--- WHAT YOU HAVE TO DO ---
All of the data below must be repeated exactly.

--- MATERIAL PROVIDED ---
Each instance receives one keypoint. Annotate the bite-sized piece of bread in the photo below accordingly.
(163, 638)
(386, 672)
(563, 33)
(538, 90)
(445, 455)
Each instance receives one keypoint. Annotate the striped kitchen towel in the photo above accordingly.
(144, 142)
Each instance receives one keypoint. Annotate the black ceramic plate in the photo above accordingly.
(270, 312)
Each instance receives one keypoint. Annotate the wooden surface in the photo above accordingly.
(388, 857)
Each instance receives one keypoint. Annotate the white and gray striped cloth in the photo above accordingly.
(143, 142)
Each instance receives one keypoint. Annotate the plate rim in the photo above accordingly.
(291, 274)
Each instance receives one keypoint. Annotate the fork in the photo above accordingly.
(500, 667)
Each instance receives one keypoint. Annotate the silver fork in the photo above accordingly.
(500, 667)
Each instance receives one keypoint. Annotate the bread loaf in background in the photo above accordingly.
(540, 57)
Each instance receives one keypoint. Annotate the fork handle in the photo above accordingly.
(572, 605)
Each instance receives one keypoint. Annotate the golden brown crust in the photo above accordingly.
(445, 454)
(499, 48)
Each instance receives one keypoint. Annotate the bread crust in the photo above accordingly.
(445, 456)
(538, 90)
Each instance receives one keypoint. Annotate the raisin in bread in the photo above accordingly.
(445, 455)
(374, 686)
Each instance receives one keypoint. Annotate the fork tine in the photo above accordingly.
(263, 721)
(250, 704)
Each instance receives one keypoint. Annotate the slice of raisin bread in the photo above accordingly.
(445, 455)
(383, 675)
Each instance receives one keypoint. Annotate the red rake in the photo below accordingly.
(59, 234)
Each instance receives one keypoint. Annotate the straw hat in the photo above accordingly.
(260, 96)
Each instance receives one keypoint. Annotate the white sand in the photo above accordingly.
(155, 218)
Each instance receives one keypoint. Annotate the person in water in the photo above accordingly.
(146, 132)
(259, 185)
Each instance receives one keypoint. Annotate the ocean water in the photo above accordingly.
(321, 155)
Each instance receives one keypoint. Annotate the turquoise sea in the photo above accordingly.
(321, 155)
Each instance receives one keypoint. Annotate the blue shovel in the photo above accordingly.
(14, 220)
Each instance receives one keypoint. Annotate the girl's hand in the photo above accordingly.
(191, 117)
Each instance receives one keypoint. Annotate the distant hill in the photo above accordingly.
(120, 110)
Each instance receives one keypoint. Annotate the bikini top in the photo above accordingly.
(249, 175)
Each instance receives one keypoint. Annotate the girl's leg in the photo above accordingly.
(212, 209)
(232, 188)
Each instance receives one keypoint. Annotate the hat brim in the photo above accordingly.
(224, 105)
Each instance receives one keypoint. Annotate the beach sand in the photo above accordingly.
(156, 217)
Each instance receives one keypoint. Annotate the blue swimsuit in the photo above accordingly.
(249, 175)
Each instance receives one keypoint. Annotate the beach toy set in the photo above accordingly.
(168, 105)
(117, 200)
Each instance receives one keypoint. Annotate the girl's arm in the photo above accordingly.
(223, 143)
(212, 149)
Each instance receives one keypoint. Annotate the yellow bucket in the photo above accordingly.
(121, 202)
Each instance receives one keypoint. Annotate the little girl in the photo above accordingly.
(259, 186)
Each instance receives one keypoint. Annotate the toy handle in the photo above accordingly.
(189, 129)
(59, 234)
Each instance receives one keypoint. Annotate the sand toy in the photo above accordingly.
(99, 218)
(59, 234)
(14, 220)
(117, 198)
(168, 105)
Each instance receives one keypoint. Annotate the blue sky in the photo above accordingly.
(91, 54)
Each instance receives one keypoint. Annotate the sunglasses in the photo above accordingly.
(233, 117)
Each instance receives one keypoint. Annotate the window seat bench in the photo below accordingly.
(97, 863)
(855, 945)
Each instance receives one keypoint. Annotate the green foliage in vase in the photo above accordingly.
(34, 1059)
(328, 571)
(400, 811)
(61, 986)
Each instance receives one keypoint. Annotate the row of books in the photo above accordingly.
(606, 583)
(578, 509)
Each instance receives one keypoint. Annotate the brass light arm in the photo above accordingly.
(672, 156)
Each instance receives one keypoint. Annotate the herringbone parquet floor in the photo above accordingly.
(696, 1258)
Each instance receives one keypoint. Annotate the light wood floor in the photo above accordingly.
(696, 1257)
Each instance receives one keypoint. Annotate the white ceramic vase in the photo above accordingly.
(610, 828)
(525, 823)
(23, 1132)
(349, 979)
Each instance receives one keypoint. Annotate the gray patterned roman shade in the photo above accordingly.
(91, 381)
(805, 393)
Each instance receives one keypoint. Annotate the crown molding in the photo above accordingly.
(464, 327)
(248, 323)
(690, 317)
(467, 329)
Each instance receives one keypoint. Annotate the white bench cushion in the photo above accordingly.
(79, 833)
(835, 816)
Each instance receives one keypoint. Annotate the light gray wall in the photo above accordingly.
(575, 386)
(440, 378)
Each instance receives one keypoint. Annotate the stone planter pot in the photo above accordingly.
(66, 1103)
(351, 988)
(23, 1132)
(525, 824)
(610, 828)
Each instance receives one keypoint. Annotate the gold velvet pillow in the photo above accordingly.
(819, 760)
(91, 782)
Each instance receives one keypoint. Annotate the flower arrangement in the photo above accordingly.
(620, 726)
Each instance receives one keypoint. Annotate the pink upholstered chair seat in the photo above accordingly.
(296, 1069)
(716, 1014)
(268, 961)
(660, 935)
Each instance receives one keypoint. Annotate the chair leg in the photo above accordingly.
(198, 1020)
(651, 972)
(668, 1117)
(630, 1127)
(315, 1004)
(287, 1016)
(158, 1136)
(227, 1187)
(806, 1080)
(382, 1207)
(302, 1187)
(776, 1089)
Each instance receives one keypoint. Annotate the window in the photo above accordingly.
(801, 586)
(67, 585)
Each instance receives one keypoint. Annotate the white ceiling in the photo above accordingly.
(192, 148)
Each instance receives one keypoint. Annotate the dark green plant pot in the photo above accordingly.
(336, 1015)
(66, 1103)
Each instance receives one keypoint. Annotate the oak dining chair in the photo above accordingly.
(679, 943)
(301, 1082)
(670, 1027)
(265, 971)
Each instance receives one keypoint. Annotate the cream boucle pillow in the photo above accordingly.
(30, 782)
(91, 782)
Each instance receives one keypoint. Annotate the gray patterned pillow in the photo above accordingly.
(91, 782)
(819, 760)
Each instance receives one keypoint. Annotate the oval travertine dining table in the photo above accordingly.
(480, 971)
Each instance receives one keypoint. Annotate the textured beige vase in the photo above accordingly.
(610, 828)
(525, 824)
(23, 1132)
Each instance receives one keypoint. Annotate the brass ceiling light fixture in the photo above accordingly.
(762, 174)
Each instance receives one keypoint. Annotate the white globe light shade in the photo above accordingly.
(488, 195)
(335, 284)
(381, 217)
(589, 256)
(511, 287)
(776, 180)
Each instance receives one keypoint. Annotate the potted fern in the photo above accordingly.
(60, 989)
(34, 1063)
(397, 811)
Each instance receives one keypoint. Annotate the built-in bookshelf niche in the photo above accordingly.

--- TASK ANSWER ---
Each instance receives one keypoint. Annotate the bite-sized piece of bread in the photo below accordingly.
(163, 638)
(386, 672)
(563, 33)
(538, 90)
(445, 455)
Each instance receives one keypoint. Annotate the striped kitchen towel in the photo above accordingly.
(144, 142)
Each instance receives one keypoint. Annotate the black ceramic plate in the photo above accordingly.
(270, 312)
Each instance receives one keypoint. Annotate the wooden surface in the photo above accordingly.
(388, 857)
Each instance receives one keypoint. Annotate the white and gray striped cloth in the photo above accordingly.
(143, 142)
Each instance receives one keypoint. Annotate the plate rim in the photo above accordingly.
(291, 274)
Each instance receives one keypoint. Annotate the fork in the photo above accordingly.
(500, 667)
Each instance receives one keypoint. Annotate the silver fork in the photo above accordingly.
(500, 667)
Each instance receives one keypoint. Annotate the bread loaf in background in the photo above accordingly.
(540, 57)
Each instance receives one keypoint. Annotate the fork handle in the photo above accordingly.
(572, 605)
Each instance receives one keypoint. Annotate the golden brown crust in the photo above accordingly.
(445, 454)
(499, 48)
Each instance receives one keypoint. Annotate the bread crust in the photo above accordingly.
(445, 456)
(538, 90)
Each instance receives one keypoint. Annotate the raisin in bread in the photo above accordingly.
(445, 455)
(374, 686)
Each instance receives one keypoint. Annotate the fork tine in the photo above accordingly.
(263, 721)
(250, 704)
Each instance receives one keypoint. Annotate the slice of raisin bread in the photo above accordingly.
(445, 455)
(383, 675)
Each instance receives one keypoint. Annotate the red rake in the photo below accordingly.
(59, 234)
Each instance receives one keypoint. Annotate the straw hat in the photo above accordingly.
(260, 96)
Each instance receives one keypoint. Annotate the white sand in the photo above accordingly.
(155, 218)
Each instance receives one keypoint. Annotate the person in water in the photo above accordingly.
(146, 132)
(259, 185)
Each instance receives one keypoint. Annotate the ocean water in the photo above accordingly.
(321, 155)
Each instance receives one keypoint. Annotate the turquoise sea in the photo above accordingly.
(321, 155)
Each instance receives one keypoint. Annotate the blue shovel in the photo above accordingly.
(14, 220)
Each instance receives one keypoint. Annotate the girl's hand in the photo above accordingly.
(191, 117)
Each instance receives one keypoint. Annotate the distant hill in the photo above accordingly.
(120, 110)
Each instance receives one keypoint. Annotate the bikini top in the photo above accordingly.
(249, 175)
Each instance receives one keypoint. Annotate the girl's leg in the photo above accordingly.
(212, 209)
(232, 188)
Each instance receives one keypoint. Annotate the hat brim in the photo above accordingly.
(224, 105)
Each instance receives one keypoint. Annotate the beach sand in the photo above accordingly.
(156, 217)
Each instance receives one keypoint. Annotate the blue swimsuit in the photo above accordingly.
(249, 175)
Each instance receives one keypoint. Annotate the beach toy set in the photo above accordingly.
(168, 105)
(117, 200)
Each instance receives one keypoint. Annotate the girl's arm in the photo above accordingly.
(223, 143)
(212, 149)
Each instance receives one keypoint. Annotate the yellow bucket in the photo above accordingly.
(121, 202)
Each instance receives one keypoint. Annotate the little girl in the photo above accordingly.
(259, 186)
Each instance receives one keypoint. Annotate the toy handle in the photo above accordingly.
(189, 129)
(59, 234)
Each instance receives one keypoint. Annotate the sand toy in the photo above accordingly.
(99, 218)
(59, 234)
(14, 220)
(117, 198)
(168, 105)
Each instance receives one keypoint. Annotate the blue sky in the photo above accordingly.
(91, 54)
Each instance receives one keypoint. Annotate the sunglasses in the photo above accordingly.
(233, 117)
Each instance receives one keypoint. Annotate the window seat bench in the photo below accordingly.
(97, 863)
(855, 945)
Each instance receives one keypoint. Annotate the green foliage in vase in the photo above accordingly.
(34, 1059)
(328, 571)
(400, 811)
(61, 986)
Each instance receives one keypoint. Annotate the row of books in the photo above accordingly.
(606, 583)
(578, 509)
Each instance receives one keypoint. Annotate the brass light arm in the photo above accordingly.
(672, 156)
Each instance receives one keypoint. Annotate the herringbone parquet floor in the photo above accordingly.
(696, 1258)
Each instance receives one keypoint. Annotate the light wood floor in the photo above accordingly.
(696, 1257)
Each instance receives one keypoint. Annotate the white ceramic vase in the photo above accordingly.
(610, 828)
(525, 823)
(23, 1132)
(349, 979)
Each instance receives one keypoint. Annotate the gray patterned roman shade in the photo above accordingly.
(91, 381)
(805, 393)
Each instance receives one keypoint. Annotate the crown molding in the photo above accordingly.
(464, 327)
(248, 323)
(690, 317)
(467, 329)
Each instance receives one keypoint. Annotate the white bench cushion in the photo above accordingly.
(79, 833)
(835, 816)
Each instance receives one keypoint. Annotate the light gray wall in the photo above accordingly.
(575, 386)
(440, 378)
Each instance receives one keypoint. Annotate the stone planter pot in the photo above accordingly.
(66, 1103)
(351, 988)
(23, 1132)
(525, 824)
(610, 828)
Each instance receives one keypoint. Annotate the gold velvet pillow in the photo above accordingly.
(819, 760)
(91, 782)
Each instance receives one keypoint. Annotate the flower arrangement in the photo above accordingly.
(620, 726)
Each instance receives one keypoint. Annotate the pink upholstered chair seat in the photo above accordingly.
(296, 1069)
(716, 1014)
(268, 961)
(660, 935)
Each instance receives one keypoint. Annotate the chair leg in the photo above accordingly.
(198, 1020)
(651, 972)
(668, 1117)
(630, 1127)
(315, 1004)
(287, 1016)
(158, 1136)
(227, 1187)
(806, 1080)
(382, 1207)
(302, 1187)
(776, 1089)
Each instance receives one keypoint. Annotate the window in the photo above accordingly.
(801, 586)
(67, 585)
Each instance receives one keypoint. Annotate the white ceiling in the photo above accordingly.
(192, 148)
Each instance receives one keypoint. Annotate the dark green plant pot in the photo above accordingly.
(336, 1015)
(66, 1103)
Each instance receives one keypoint. Annotate the oak dining chair in the photo above accordingly.
(679, 943)
(301, 1082)
(670, 1027)
(265, 971)
Each instance receives one keypoint. Annotate the cream boucle pillow in the photo above accordingly.
(30, 782)
(91, 782)
Each instance receives one keypoint. Annotate the gray patterned pillow in the photo above accordingly.
(91, 782)
(819, 760)
Each instance receives one keypoint. Annotate the oval travertine dining table in the photo above accordingly.
(480, 971)
Each instance receives one keypoint. Annotate the textured beige vase in the photo above accordingly.
(610, 828)
(525, 824)
(23, 1132)
Each instance receives one keypoint. Annotate the brass ceiling light fixture in the photo above accordingly.
(762, 174)
Each instance receives one keypoint. Annotate the white globe light shade in the photo above accordingly.
(488, 195)
(335, 284)
(381, 217)
(589, 256)
(511, 287)
(776, 180)
Each instance receives one keypoint. Annotate the potted fern in the photo above accordingly.
(60, 989)
(34, 1063)
(397, 811)
Each instance receives one keypoint. Annotate the built-in bookshelf niche in the photo above accordingly.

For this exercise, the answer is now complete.